-- Start --
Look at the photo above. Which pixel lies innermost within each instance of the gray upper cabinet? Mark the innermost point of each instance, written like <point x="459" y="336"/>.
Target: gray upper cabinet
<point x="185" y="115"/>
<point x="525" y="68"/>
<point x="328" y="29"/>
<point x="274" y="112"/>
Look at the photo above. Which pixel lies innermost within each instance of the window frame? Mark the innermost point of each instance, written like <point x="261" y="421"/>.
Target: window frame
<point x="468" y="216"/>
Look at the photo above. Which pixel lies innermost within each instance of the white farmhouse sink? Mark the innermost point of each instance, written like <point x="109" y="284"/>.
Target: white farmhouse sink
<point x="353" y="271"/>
-- End --
DIRECTIVE: Reproduce each item above word for word, changing nothing.

TASK SOLUTION:
Look at the photo above. Which pixel lies innermost within each instance of the gray upper cabinet? Mark the innermost point of each instance, written like <point x="459" y="336"/>.
Target: gray upper cabinet
<point x="185" y="115"/>
<point x="525" y="68"/>
<point x="328" y="29"/>
<point x="274" y="112"/>
Look at the photo above. Which pixel lies innermost within each instance of the window frame? Mark the innermost point of each instance, written like <point x="261" y="421"/>.
Target: window frame
<point x="468" y="216"/>
Look at the photo above. Which pixel lies innermost within each instance of the white farmhouse sink? Mark the innermost point of each instance, written like <point x="109" y="284"/>.
Target: white farmhouse sink
<point x="353" y="271"/>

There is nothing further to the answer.